_YOUR ASSIGNMENT_. Once the pictures are set aside, transcribe each line of the data exactly.

(Region pointing data)

Start of Block

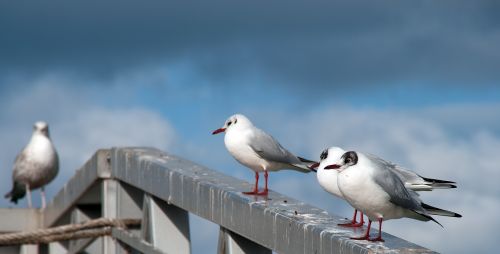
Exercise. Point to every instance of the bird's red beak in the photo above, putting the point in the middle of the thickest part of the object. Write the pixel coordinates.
(218, 131)
(333, 166)
(314, 166)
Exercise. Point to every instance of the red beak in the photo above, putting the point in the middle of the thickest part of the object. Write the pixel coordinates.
(218, 131)
(333, 166)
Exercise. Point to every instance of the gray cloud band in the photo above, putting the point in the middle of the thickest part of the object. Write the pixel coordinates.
(329, 43)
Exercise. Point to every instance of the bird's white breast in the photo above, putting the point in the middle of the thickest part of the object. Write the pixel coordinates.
(363, 193)
(41, 150)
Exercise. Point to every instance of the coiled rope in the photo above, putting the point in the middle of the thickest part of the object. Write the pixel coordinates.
(88, 229)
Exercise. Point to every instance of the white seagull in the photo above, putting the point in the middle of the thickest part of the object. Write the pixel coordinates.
(36, 165)
(372, 187)
(258, 150)
(328, 178)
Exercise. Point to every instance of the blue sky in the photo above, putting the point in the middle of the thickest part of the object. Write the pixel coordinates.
(415, 83)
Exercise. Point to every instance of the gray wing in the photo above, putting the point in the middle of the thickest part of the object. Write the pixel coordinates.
(399, 195)
(411, 179)
(270, 149)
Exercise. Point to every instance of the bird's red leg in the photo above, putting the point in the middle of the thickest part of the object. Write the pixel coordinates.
(367, 234)
(256, 188)
(353, 223)
(265, 186)
(379, 238)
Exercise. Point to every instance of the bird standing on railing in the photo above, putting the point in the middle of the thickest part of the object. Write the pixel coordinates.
(328, 178)
(258, 150)
(36, 166)
(373, 188)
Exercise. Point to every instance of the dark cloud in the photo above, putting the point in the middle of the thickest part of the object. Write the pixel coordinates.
(298, 42)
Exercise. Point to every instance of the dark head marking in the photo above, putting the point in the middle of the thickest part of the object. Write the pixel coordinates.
(350, 158)
(324, 154)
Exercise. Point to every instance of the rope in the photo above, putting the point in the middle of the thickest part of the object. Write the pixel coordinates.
(89, 229)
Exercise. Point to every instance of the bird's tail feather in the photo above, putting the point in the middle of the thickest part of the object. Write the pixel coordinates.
(18, 191)
(438, 211)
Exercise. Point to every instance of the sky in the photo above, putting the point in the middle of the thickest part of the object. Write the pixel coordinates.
(415, 82)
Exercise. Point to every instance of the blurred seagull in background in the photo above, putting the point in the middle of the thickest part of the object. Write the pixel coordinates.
(258, 150)
(374, 188)
(328, 178)
(36, 166)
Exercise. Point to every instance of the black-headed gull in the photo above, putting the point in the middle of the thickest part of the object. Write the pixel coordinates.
(35, 166)
(373, 188)
(258, 150)
(328, 178)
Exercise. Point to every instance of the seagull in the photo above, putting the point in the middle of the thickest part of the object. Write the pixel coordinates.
(35, 166)
(376, 190)
(328, 178)
(258, 150)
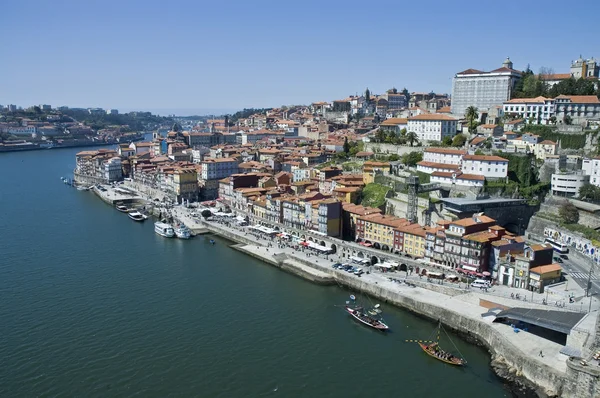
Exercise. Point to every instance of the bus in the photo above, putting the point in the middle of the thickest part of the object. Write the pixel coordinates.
(558, 247)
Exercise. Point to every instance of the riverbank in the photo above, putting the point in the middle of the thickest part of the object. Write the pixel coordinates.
(515, 357)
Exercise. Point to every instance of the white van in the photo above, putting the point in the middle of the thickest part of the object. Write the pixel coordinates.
(480, 283)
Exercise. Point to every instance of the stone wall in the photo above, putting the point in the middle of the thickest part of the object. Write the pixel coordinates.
(391, 148)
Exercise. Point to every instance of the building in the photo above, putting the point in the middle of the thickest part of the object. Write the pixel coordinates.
(568, 184)
(185, 184)
(432, 126)
(487, 166)
(539, 110)
(377, 230)
(544, 275)
(578, 108)
(113, 170)
(483, 90)
(350, 214)
(216, 169)
(443, 155)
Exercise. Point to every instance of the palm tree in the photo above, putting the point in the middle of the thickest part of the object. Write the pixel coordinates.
(411, 137)
(471, 115)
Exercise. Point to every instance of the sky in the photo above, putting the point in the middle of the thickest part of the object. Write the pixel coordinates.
(187, 57)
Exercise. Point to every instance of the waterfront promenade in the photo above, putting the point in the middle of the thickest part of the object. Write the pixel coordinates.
(461, 309)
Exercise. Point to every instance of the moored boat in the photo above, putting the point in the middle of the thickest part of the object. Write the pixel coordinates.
(433, 350)
(164, 229)
(182, 232)
(360, 315)
(137, 216)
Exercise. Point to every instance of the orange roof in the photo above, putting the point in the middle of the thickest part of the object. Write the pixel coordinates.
(449, 151)
(581, 99)
(432, 116)
(485, 158)
(536, 100)
(394, 121)
(544, 269)
(459, 175)
(438, 165)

End of Block

_REPLY_.
Exercise. Point to every instance of the bird's red beak in the photo above, putting the point in the middle of the thickest part of the object. Write the pixel coordinates.
(218, 131)
(333, 166)
(314, 166)
Exercise. Point to every instance of the red beak in the photo above, putting the point in the middle of the thickest part of the object. Write the pixel coordinates.
(218, 131)
(333, 166)
Exercise. Point to every instance of the gray cloud band in the photo above, putting the point in the middle of the thickest part of the object. Write the pixel coordinates.
(329, 43)
Exercise. Point to every instance of the bird's white breast in the photo above, putting the point in the middle of the thickest part of the object. Write the pixel coordinates.
(363, 193)
(41, 150)
Exercise. Point to every instance of the coiled rope in the photo above, putting the point in the middle of the thickest part of the object. Write the pixel coordinates.
(88, 229)
Exercise. Point to every instance of the white seagull in the photo above, putting the point in the middle of the thickest part of the object. Write the pixel coordinates.
(36, 165)
(372, 187)
(258, 150)
(328, 178)
Exercise. Point to every instance of the blue sky in the photo above, putting the point in the middle of the thickest part of the object. Write the pixel coordinates.
(415, 83)
Exercise. Point to every instance of the gray wing in the photo above, putting the point in the middle of the thickest part of the object. Write the pixel coordinates.
(399, 195)
(411, 179)
(270, 149)
Exercise. Point to every instance of the bird's red leg in the photo above, putting the point in the middle of the thickest part of the object. Write the pixel coordinates.
(367, 234)
(256, 188)
(353, 223)
(265, 186)
(379, 238)
Exercise. Point to every instance of the bird standing on railing in the photo above, putting the point in the middle of the thickest part of the object. Write the pixel coordinates.
(328, 178)
(258, 150)
(36, 166)
(373, 188)
Exercise. Point to every instance of the dark cloud in the photo above, putting the point in the middle of the thickest part of the object. Write the pixel coordinates.
(298, 42)
Exercise. Point to every instance of the dark head marking in the photo above, putting the point in the middle of the thickest part of the object. Write the pixel coordinates.
(350, 158)
(324, 154)
Exercise. Point to every instance of the rope in the photo above, putting the point in the middle of the thickest part of the object. Write the pixel coordinates.
(89, 229)
Exercise. Point to every instance of the bird's tail feather in the photo above, putting the point in the middle of the thickest part of the object. Write the pixel coordinates.
(18, 191)
(438, 211)
Exercise. Point to every instance of the sky in the photo above, putting the point in the middle of the thickest part of the object. Write the pixel coordinates.
(415, 82)
Exercise. Point to every instance of the blurred seagull in background in the photo above, putting the point in the middle of the thickest part of the object. Write the pixel coordinates.
(258, 150)
(374, 188)
(328, 178)
(36, 166)
Exercise. Point to every instance of the black-headed gull in the photo above, putting the point in the middle of the thickest part of the object. Write the pixel coordinates.
(35, 166)
(373, 188)
(258, 150)
(328, 178)
Exercise. Point to every instance of the seagull in the photo above, putting the point in the middle of the thickest part of the object. Write the pixel coordinates.
(35, 166)
(376, 190)
(328, 178)
(258, 150)
Exercise. Point to every instance of the bus in the photo above, putting the point in the middle of the thickest part of the object. Write the pixel coordinates.
(558, 247)
Exercise. Point to every instance of the riverbank in the photo above, putting the point in the middle of the thickest part of the object. Write the pixel coordinates.
(515, 357)
Exercise. Point to every instance of the white van in the photo above, putting the point in the middle of the thickest part of the object. Write the pixel coordinates.
(480, 283)
Exercise. Point to every instance of the stone wall in the photo above, putting the point in the middle of the thickest part of the object. Write the pixel coordinates.
(391, 148)
Exercise. Point to every instance of the building in the photo above, putting the point in the middle of the thickest part of the object. Write the pixel coordinates.
(568, 184)
(185, 184)
(432, 126)
(487, 166)
(539, 110)
(377, 230)
(544, 275)
(578, 108)
(113, 170)
(483, 90)
(350, 214)
(216, 169)
(443, 155)
Exercise. Point to every instance of the palm tree in the photo above, putting the point in the middle of the thickest part of the object. Write the pixel coordinates.
(411, 137)
(471, 115)
Exercise. Point to every instance of the sky in the photo above, putting the point in the middle of the thickest part of the object. Write the pixel coordinates.
(187, 57)
Exercise. Point to every instance of the waterfront promenade in the photo above, putting the point in the middle of the thickest part of the object. Write the pixel coordinates.
(461, 309)
Exercise. Point to every instance of the moored boat in the photo above, putting the point in the middle of the thickest part of the object. Write the pixel coordinates.
(433, 350)
(164, 229)
(182, 232)
(360, 315)
(137, 216)
Exercise. Point to every instance of the orange roof in the photo above, putting the point in the middle of the thickest part of the object. Write the pixel coordinates.
(449, 151)
(581, 99)
(432, 116)
(485, 158)
(536, 100)
(394, 121)
(544, 269)
(459, 175)
(438, 165)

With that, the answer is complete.